◆ Complete the following:
1. In the Salem hospital arbitration article, do these statements agree with the text? (a) The fall 2021 COVID surge took the hospital by surprise. (b) Six of the transferred nurses filed grievances. (c) The hospital let the two nurses training for the chemotherapy certification continue that training. For each, answer yes or no and quote the deciding words.
2. According to the Salem hospital arbitration article, what did the six grieving nurses do in the meantime? List every action it names.

Arbitration Victory for Salem Hospital’s Union Nurses Exploited During COVID

Union Contract Protects Us and Our Working Conditions – Even in the Face of a Worldwide Pandemic

 

In the fall of 2021, during a surge in COVID, the Salem hospital involuntarily transferred several outpatient nurses to Med Surg and the ICU to care for the hospital’s influx of patients.  The hospital did so over ONA’s clear objection, not to mention, the COVID surge was anticipated and not a surprise. The union leadership had been asking the hospital administration all summer what their plan were to staff Inpatient and the ICU in the event of another surge. It was clear they had no plan other than to exploit their nurses.

 

Each of the impacted nurses had formerly worked in the Med Surg or the ICU earlier in the pandemic but had exercised their rights under our union contract to transfer to other units for personal and professional reasons. Like so many other nurses throughout Ohio and our nation, COVID had taken its toll on them mentally and physically and they needed relief. Six of the nurses stood up and said, “NO, we do not agree” and filed grievances. In the meantime, they complied with the hospital’s directive, disrupted their personal and professional lives, and valiantly cared for their patients to the best of their ability.

 

One nurse who had been involuntarily transferred three times testified, “I don’t understand how you can keep doing the same thing to the same people over and over and over again and expecting them to still give of themselves…at some point, we need to be able to take care of ourselves too, because we’re not any good to anybody if we aren’t even taking care of ourselves…and the idea that it’s a duty and the comparison of nurses to soldiers, I don’t agree with. It’s not the same, it’s just not”.

 

The involuntary transfers also impacted two nurses who were in the process of training for a certification that would allow them to provide chemotherapy treatments to the hospital’s cancer patients, and which also came with a certification differential. The hospital first told them that they could continue with the training, and a week later reneged on that commitment – delaying their certification by over 3 months.

◆ Given records:
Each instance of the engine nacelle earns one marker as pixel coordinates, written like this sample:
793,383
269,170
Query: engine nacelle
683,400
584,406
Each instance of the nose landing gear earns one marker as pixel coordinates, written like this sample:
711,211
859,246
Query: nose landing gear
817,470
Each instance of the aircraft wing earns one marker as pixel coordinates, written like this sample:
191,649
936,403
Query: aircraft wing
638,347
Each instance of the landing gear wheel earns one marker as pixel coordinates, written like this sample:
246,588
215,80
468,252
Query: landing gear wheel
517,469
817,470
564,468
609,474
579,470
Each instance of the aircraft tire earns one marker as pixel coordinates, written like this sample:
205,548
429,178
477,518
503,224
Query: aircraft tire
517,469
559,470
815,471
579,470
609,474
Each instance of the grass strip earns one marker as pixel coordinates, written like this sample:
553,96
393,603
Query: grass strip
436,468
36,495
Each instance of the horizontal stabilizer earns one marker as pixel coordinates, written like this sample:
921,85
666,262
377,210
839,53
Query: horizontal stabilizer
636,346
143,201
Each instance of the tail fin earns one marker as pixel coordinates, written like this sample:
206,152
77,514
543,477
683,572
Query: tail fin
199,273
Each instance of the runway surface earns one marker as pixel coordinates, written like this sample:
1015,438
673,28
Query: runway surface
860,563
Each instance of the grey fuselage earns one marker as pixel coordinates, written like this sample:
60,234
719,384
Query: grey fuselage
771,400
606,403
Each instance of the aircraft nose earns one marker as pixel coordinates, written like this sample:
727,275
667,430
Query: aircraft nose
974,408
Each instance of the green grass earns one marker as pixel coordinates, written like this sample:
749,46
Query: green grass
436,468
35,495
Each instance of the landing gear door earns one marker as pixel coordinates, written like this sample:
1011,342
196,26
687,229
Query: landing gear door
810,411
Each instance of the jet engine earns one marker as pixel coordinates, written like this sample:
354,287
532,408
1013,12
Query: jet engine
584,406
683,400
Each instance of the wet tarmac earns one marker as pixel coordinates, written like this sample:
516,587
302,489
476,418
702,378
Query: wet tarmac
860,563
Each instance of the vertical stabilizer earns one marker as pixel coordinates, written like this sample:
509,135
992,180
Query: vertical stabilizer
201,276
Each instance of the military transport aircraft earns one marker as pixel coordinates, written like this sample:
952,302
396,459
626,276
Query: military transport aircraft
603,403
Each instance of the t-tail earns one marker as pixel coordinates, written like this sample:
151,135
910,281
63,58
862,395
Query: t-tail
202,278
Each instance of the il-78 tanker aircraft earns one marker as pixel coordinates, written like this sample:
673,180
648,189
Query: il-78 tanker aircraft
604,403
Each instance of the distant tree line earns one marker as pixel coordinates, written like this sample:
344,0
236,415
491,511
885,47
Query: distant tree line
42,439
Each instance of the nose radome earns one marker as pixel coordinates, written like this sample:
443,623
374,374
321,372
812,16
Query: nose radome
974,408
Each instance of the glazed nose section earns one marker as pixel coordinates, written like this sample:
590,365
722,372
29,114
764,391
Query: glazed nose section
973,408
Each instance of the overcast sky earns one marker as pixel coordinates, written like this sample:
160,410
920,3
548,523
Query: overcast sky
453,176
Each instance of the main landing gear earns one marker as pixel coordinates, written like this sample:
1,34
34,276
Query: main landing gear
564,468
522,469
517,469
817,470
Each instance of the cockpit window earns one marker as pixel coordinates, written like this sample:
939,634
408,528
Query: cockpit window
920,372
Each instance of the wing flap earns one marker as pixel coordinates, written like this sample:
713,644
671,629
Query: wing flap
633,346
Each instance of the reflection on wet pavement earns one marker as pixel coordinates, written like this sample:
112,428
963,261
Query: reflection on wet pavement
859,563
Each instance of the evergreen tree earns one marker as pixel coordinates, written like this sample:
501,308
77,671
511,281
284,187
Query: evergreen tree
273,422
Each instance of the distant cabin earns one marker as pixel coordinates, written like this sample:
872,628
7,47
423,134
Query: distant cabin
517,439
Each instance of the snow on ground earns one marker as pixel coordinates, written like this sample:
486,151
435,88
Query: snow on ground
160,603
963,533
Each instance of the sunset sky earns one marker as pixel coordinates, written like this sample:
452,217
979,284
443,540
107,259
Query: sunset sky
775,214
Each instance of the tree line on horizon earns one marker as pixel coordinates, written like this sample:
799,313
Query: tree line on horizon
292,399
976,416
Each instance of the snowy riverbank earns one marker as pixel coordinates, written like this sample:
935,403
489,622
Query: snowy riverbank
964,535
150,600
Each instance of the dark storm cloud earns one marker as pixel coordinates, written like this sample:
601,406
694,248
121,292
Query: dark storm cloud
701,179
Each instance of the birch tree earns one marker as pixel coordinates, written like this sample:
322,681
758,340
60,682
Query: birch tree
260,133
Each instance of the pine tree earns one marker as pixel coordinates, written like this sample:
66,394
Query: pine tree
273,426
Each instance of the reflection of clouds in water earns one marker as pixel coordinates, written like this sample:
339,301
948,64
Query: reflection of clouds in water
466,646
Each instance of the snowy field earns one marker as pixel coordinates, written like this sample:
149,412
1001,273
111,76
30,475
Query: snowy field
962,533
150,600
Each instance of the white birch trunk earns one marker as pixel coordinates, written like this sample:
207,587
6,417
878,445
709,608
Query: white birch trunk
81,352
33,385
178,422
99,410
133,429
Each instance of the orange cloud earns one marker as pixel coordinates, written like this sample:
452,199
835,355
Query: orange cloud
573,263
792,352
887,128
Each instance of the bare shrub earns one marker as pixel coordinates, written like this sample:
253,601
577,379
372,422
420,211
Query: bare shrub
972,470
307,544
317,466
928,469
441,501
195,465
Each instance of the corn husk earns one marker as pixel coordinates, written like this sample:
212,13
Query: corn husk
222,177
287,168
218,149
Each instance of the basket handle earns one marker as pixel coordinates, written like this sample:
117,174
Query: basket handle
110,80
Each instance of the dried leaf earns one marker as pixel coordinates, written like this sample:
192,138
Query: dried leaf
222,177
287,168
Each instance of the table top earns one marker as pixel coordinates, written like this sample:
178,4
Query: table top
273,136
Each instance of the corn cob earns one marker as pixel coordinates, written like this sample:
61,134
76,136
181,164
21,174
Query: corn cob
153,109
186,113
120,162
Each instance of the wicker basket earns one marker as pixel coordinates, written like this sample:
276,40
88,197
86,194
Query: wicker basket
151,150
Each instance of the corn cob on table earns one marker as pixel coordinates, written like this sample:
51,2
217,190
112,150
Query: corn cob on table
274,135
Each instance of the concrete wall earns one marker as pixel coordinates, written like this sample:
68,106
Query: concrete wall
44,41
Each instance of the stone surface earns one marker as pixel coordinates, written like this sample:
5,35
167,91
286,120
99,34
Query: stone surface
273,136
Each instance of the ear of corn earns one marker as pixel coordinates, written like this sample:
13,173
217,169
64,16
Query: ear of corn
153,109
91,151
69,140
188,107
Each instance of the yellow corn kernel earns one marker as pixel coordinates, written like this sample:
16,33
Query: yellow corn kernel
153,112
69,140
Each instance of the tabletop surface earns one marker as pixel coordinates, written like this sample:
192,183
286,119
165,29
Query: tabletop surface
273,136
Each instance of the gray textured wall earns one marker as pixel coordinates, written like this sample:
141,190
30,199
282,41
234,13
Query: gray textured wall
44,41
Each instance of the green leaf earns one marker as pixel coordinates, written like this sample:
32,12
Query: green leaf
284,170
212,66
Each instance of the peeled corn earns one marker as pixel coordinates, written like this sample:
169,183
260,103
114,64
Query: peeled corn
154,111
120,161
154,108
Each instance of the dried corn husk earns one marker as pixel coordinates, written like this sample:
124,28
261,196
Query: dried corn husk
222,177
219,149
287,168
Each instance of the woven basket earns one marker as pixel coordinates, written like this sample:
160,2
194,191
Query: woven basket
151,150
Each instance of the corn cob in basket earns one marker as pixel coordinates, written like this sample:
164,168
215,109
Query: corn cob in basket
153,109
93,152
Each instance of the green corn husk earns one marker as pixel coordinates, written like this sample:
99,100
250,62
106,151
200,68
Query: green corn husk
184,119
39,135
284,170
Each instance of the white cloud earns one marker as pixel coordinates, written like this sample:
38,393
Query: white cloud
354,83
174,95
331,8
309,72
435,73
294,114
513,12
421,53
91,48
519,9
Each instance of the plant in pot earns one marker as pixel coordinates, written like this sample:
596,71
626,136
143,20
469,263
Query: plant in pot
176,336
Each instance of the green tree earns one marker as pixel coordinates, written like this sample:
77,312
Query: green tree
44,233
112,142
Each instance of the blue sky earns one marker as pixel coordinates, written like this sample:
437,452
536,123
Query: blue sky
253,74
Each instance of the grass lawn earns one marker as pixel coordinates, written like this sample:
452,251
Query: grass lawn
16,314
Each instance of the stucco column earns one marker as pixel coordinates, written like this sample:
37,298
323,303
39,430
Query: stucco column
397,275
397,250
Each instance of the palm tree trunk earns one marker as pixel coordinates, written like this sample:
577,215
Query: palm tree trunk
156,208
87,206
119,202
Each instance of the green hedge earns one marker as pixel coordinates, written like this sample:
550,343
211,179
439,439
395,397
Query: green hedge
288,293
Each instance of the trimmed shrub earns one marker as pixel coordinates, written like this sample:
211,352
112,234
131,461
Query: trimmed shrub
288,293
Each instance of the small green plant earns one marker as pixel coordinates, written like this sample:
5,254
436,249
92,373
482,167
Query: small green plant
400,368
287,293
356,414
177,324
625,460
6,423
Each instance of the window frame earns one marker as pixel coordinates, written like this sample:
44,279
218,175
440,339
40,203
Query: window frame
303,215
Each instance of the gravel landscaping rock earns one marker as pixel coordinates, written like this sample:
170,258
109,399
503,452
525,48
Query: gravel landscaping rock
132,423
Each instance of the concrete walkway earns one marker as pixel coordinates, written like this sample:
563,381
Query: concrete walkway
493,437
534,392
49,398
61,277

◆ Task-by-task outputs:
1.
(a) No: "the COVID surge was anticipated and not a surprise"
(b) Yes: "Six of the nurses stood up and said, “NO, we do not agree” and filed grievances"
(c) No: "a week later reneged on that commitment"

2.
- Complied with the hospital's directive
- Disrupted their personal and professional lives
- Valiantly cared for their patients to the best of their ability